Isi Tugas:
Tolong salin persis bagian teks tentang hukum Islam dan masyarakat, mulai dari "HUKUM ISLAM DAN" dan terus sampai "berada di Mesir.".

HUKUM ISLAM DAN MASYARAKAT







     Menurut saya, hukum selain hukum qath’i itu kemungkinan akan terjadi perubahan, seiring melihat kondisi alam dan sosial di tempat tersebut, imam Syafi’i pernah mengubah qawl qadimnya-nya menjadi qawl jadid ketika beliau berada di Mesir.
Contoh: dalam berwudhu (penggunaan air musta’mal), pensucian kulit bangkai, tentang bilangan ibadah shalat Jum’at dan lain sebagainya. Dengan demikian, Al-Qur’an dan sunnah ketentuan yang tidak bisa dirubah hukumnya sedangkan yang lain bisa berubah sesuai dengan perkembangan zaman.

       Munculnya ahli hadis dan ahli ra`yu disebabkan adanya desakan-desakan warisan struktural dan kultural. Dimensi struktural yang mengakibatkan lahirnya dua aliran yaitu:   
a.    Pengaruh metodologi yang dilakukan oleh para sahabat, mereka menggunakan metodologi yang dipakai oleh ahli hadis adalah sikap mereka yang mempertahankan ketentuan nash/dalil yang dhahiriyah sekalipun, tidak mau melakuakan intervensi terhadap hadis atau nash/dalil kecuali dalam keadaaan terdesak. Mereka tidak menginginkan rasionalisasi hukum. Adapun orang-orang yang termasuk ahli hadis yaitu  Abdullah bin Amr bin Ash, Zubair, Abdullah bin Umar. Sedangkan metodologi yang dipakai oleh ahli ra`yu adalah rasio (pemikiran) yang dipopulerkan oleh Ibnu Mas`ud. ia sangat terpengaruh oleh pemikiran Umar bin Khattab. Ibnu Mas`ud sangat mengagumi kecemerlangan dari pemikiran Umar, sebagaimana janji dia yang akan tetap membela Umar walaupun semua orang di bumi menentang atau melawannya. Ibnu Mas`ud berkata bahwa: “jika semua orang memilih jalan dan Umar memilih jalan lain niscaya saya akan memilih jalan Umar.”

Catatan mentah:
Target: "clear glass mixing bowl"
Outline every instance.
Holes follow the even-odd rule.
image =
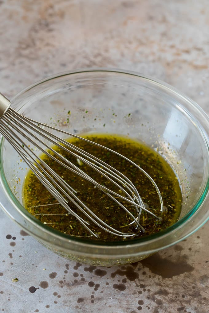
[[[27,165],[1,137],[1,207],[58,254],[92,265],[131,263],[185,238],[208,218],[209,120],[195,103],[171,86],[134,73],[88,69],[45,79],[11,102],[27,116],[77,135],[117,134],[144,141],[170,163],[181,185],[180,216],[165,230],[128,242],[84,241],[49,228],[25,210],[22,193]]]

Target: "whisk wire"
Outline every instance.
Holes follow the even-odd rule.
[[[66,209],[69,214],[74,216],[88,229],[92,235],[97,237],[98,237],[97,234],[95,233],[89,227],[90,224],[89,222],[82,218],[71,208],[70,203],[73,204],[89,220],[106,231],[114,235],[123,237],[133,237],[135,234],[121,232],[115,229],[100,219],[76,195],[76,191],[45,162],[37,156],[36,151],[35,153],[33,149],[30,147],[29,145],[28,146],[25,144],[21,138],[24,138],[27,141],[32,144],[34,147],[36,147],[36,150],[37,148],[39,151],[44,153],[72,172],[90,182],[112,199],[120,208],[124,210],[131,218],[132,221],[127,226],[135,223],[137,225],[136,228],[137,227],[139,227],[141,231],[144,231],[144,228],[139,223],[140,216],[142,210],[151,214],[157,219],[159,219],[160,218],[145,207],[137,188],[130,180],[124,175],[102,160],[60,138],[49,131],[49,130],[59,132],[59,133],[61,133],[68,136],[73,136],[95,145],[102,148],[105,149],[107,151],[123,158],[136,167],[147,176],[155,187],[159,196],[161,211],[162,213],[163,205],[162,196],[154,181],[148,173],[131,160],[117,151],[97,142],[92,142],[86,138],[81,137],[76,135],[69,133],[25,117],[16,112],[11,108],[8,107],[8,102],[6,105],[6,106],[7,106],[5,110],[4,107],[2,108],[1,107],[1,108],[0,132],[20,155],[21,156],[29,168],[54,198]],[[46,128],[48,130],[45,129]],[[15,131],[17,133],[14,131]],[[122,193],[123,193],[125,196],[112,190],[93,179],[81,168],[66,159],[61,153],[58,152],[53,147],[50,146],[48,144],[43,141],[43,139],[47,141],[47,142],[50,142],[55,146],[70,153],[97,171],[103,177],[117,186],[120,192]],[[46,148],[47,149],[46,150]],[[118,201],[118,198],[120,199],[120,201]],[[134,217],[120,202],[121,200],[128,202],[134,206],[137,214],[137,217]]]

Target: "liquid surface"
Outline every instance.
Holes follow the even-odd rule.
[[[164,205],[167,209],[167,212],[162,214],[159,198],[154,187],[136,167],[106,149],[74,138],[69,140],[69,142],[102,160],[130,179],[136,187],[143,201],[149,206],[149,209],[157,216],[161,217],[162,221],[143,211],[140,223],[144,228],[144,232],[138,228],[136,230],[135,223],[125,226],[130,223],[130,216],[121,207],[102,191],[95,188],[93,184],[66,170],[49,157],[44,156],[42,158],[45,163],[76,191],[76,195],[95,214],[107,224],[121,231],[136,233],[135,238],[158,232],[177,221],[181,206],[181,190],[172,169],[162,157],[141,143],[120,137],[97,135],[87,136],[85,138],[117,151],[141,167],[156,183],[161,194]],[[61,148],[57,147],[55,150],[95,180],[123,195],[123,193],[118,187],[79,159]],[[51,154],[53,154],[53,153]],[[67,214],[65,208],[59,203],[57,204],[57,200],[31,171],[26,178],[23,197],[25,208],[29,212],[49,227],[67,234],[89,240],[105,241],[130,239],[123,239],[110,234],[90,221],[89,227],[97,234],[99,239],[91,235],[75,217]],[[123,202],[123,200],[121,200],[120,201],[134,217],[137,217],[135,208],[129,205],[126,201]],[[79,216],[89,221],[73,203],[69,203],[69,205]],[[123,226],[125,227],[121,228]]]

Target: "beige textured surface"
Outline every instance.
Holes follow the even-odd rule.
[[[9,98],[58,72],[111,67],[160,79],[209,114],[207,0],[3,0],[0,12],[1,91]],[[0,311],[209,311],[208,222],[142,262],[96,269],[0,218]]]

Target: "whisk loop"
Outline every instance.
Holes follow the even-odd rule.
[[[44,153],[75,175],[78,175],[89,181],[93,184],[95,187],[107,195],[128,213],[131,219],[131,221],[126,226],[128,226],[135,223],[136,232],[139,228],[141,231],[144,231],[140,223],[140,216],[143,210],[158,220],[162,219],[149,209],[148,206],[144,203],[136,187],[123,174],[102,160],[62,139],[59,135],[55,135],[52,131],[58,132],[60,136],[61,134],[62,136],[66,135],[68,137],[72,136],[95,145],[101,149],[105,149],[136,167],[148,177],[154,186],[159,197],[161,213],[163,212],[162,196],[156,184],[145,171],[133,162],[119,153],[97,143],[36,121],[21,115],[11,108],[9,100],[0,94],[0,132],[21,156],[30,169],[59,203],[66,210],[68,214],[74,216],[88,229],[91,235],[98,237],[98,234],[91,229],[88,220],[91,221],[100,228],[114,235],[132,237],[135,235],[135,233],[123,232],[116,229],[100,218],[79,199],[76,195],[76,191],[39,156],[40,152]],[[30,143],[30,144],[25,144],[25,140],[27,142]],[[30,145],[35,147],[35,149],[31,148]],[[81,168],[76,166],[52,147],[55,146],[61,148],[75,156],[79,163],[85,163],[101,174],[103,177],[117,186],[118,190],[122,192],[122,194],[113,191],[95,181]],[[129,205],[134,206],[136,216],[134,216],[122,203],[122,202],[124,201]],[[71,203],[86,216],[87,220],[74,212],[71,207]],[[122,226],[121,228],[123,227]]]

Penyelesaian Lengkap:
HUKUM ISLAM DAN MASYARAKAT







     Menurut saya, hukum selain hukum qath’i itu kemungkinan akan terjadi perubahan, seiring melihat kondisi alam dan sosial di tempat tersebut, imam Syafi’i pernah mengubah qawl qadimnya-nya menjadi qawl jadid ketika beliau berada di Mesir.